● Task prompt: Quote the records beneath, complete and exact. Leave out images.

..............................

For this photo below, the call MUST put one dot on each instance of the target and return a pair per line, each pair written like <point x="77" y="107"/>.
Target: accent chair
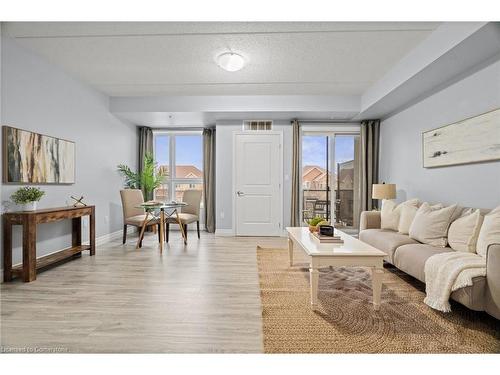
<point x="132" y="214"/>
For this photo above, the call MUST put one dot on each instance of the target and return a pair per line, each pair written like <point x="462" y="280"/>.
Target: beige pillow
<point x="408" y="213"/>
<point x="463" y="232"/>
<point x="390" y="213"/>
<point x="431" y="225"/>
<point x="490" y="232"/>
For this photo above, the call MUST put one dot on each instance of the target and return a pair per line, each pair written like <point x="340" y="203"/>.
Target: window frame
<point x="172" y="181"/>
<point x="330" y="130"/>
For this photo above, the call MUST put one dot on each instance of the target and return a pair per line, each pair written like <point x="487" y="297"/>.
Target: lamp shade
<point x="384" y="191"/>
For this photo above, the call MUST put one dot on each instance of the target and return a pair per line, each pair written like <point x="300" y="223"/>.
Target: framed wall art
<point x="473" y="140"/>
<point x="32" y="158"/>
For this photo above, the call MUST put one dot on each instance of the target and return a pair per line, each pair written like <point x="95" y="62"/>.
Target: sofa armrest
<point x="492" y="293"/>
<point x="369" y="220"/>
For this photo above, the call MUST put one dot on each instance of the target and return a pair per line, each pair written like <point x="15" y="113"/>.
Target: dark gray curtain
<point x="209" y="178"/>
<point x="145" y="146"/>
<point x="370" y="132"/>
<point x="296" y="176"/>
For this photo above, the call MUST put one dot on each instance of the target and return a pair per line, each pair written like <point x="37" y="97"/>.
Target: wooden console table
<point x="29" y="221"/>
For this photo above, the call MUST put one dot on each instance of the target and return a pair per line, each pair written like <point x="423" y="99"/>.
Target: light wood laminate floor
<point x="202" y="297"/>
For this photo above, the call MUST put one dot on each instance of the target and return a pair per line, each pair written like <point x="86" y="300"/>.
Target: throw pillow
<point x="490" y="232"/>
<point x="390" y="213"/>
<point x="463" y="232"/>
<point x="408" y="213"/>
<point x="430" y="225"/>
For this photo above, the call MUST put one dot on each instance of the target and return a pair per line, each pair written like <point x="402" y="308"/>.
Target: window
<point x="330" y="175"/>
<point x="180" y="155"/>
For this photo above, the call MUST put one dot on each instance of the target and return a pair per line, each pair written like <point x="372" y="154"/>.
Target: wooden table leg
<point x="162" y="230"/>
<point x="314" y="281"/>
<point x="143" y="228"/>
<point x="29" y="248"/>
<point x="7" y="250"/>
<point x="181" y="227"/>
<point x="377" y="274"/>
<point x="76" y="231"/>
<point x="92" y="231"/>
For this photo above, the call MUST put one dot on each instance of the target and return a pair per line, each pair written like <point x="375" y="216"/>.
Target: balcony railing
<point x="318" y="203"/>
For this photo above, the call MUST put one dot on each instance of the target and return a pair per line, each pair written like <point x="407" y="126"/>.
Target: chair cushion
<point x="472" y="296"/>
<point x="490" y="232"/>
<point x="386" y="240"/>
<point x="430" y="225"/>
<point x="411" y="258"/>
<point x="184" y="218"/>
<point x="463" y="232"/>
<point x="139" y="219"/>
<point x="391" y="212"/>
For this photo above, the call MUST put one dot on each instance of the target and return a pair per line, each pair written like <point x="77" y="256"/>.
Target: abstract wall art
<point x="32" y="158"/>
<point x="473" y="140"/>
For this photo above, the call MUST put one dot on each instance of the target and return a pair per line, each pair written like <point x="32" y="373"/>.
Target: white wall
<point x="37" y="96"/>
<point x="224" y="171"/>
<point x="476" y="185"/>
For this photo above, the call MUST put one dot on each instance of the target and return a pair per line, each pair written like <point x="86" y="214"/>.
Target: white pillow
<point x="390" y="213"/>
<point x="431" y="225"/>
<point x="408" y="213"/>
<point x="490" y="232"/>
<point x="463" y="232"/>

..............................

● Response below:
For this photo below, the call MUST put one dot on each instance of the target and return a pair per line, each pair written like <point x="77" y="107"/>.
Target: accent chair
<point x="132" y="214"/>
For this photo above, the call MUST put one dot on each instance of the target and return a pair per line, each pair written like <point x="462" y="280"/>.
Target: beige pillow
<point x="408" y="213"/>
<point x="463" y="232"/>
<point x="390" y="213"/>
<point x="431" y="225"/>
<point x="490" y="232"/>
For this photo above, the call MUST put one dot on each instance of the target and return a pair per line, each pair written like <point x="340" y="203"/>.
Target: window frame
<point x="172" y="181"/>
<point x="330" y="130"/>
For this photo above, the call MUST put one dot on each instance of the target and return a pair per line, each pair written like <point x="487" y="297"/>.
Target: lamp shade
<point x="384" y="191"/>
For this photo above, the call MUST put one dot on each instance of the target and return a pair per line, each pair written like <point x="300" y="223"/>.
Target: framed wall art
<point x="473" y="140"/>
<point x="32" y="158"/>
For this photo above, the call MUST put one dot on each instance of the target and return a pair per line, each pair written like <point x="95" y="62"/>.
Target: sofa armrest
<point x="492" y="293"/>
<point x="369" y="220"/>
For this photo above, the call MUST put one dot on each instance of the target and return a pair per line, each pair written like <point x="15" y="113"/>.
Target: dark gray curtain
<point x="209" y="178"/>
<point x="145" y="146"/>
<point x="370" y="132"/>
<point x="296" y="176"/>
For this photo above, the call MUST put one dot on each instance of the target and return a pair per line, each pair written like <point x="37" y="97"/>.
Target: wooden console table
<point x="29" y="221"/>
For this photo above, the call MUST put one dot on each instance of the target and return a pair per line, each pair written like <point x="423" y="99"/>.
Target: light wood laminate floor
<point x="202" y="297"/>
For this photo above, the call MUST put one dot on each instance of the target and return a pair per line, each pair written like <point x="86" y="300"/>.
Target: throw pillow
<point x="490" y="232"/>
<point x="390" y="213"/>
<point x="463" y="232"/>
<point x="408" y="213"/>
<point x="430" y="225"/>
For this photo above, the call MUST put one dot on each instance of the target and return a pair per line, each pair written like <point x="402" y="308"/>.
Target: window
<point x="330" y="175"/>
<point x="180" y="155"/>
For this photo above, the call MUST put one dot on each instance of the target and return a pair per line, each pair written like <point x="372" y="154"/>.
Target: wooden table leg
<point x="162" y="230"/>
<point x="314" y="281"/>
<point x="143" y="228"/>
<point x="29" y="248"/>
<point x="7" y="250"/>
<point x="181" y="227"/>
<point x="377" y="274"/>
<point x="76" y="231"/>
<point x="92" y="231"/>
For this photo above, the call MUST put one dot on each instance of the target and return a pair per line, each pair written like <point x="375" y="216"/>.
Target: balcony railing
<point x="318" y="203"/>
For this photo above, the call MUST put one dot on each instance of the target and return a pair per line, each pair written like <point x="407" y="126"/>.
Target: chair cushion
<point x="472" y="296"/>
<point x="490" y="232"/>
<point x="386" y="240"/>
<point x="430" y="225"/>
<point x="411" y="258"/>
<point x="184" y="218"/>
<point x="463" y="232"/>
<point x="139" y="219"/>
<point x="391" y="212"/>
For this photo above, the call MUST put one dot on each instance of the target and return a pair per line, each pair written like <point x="77" y="256"/>.
Target: abstract wall art
<point x="32" y="158"/>
<point x="473" y="140"/>
For this photo above, the call MUST put one dot on each instance of the target and return a pair per line, each pair written like <point x="32" y="373"/>.
Target: white wall
<point x="37" y="96"/>
<point x="224" y="171"/>
<point x="476" y="185"/>
For this photo above, the call MUST put one dot on each instance of the target and return a pair per line, each pair written like <point x="86" y="214"/>.
Target: white pillow
<point x="390" y="213"/>
<point x="431" y="225"/>
<point x="408" y="213"/>
<point x="490" y="232"/>
<point x="463" y="232"/>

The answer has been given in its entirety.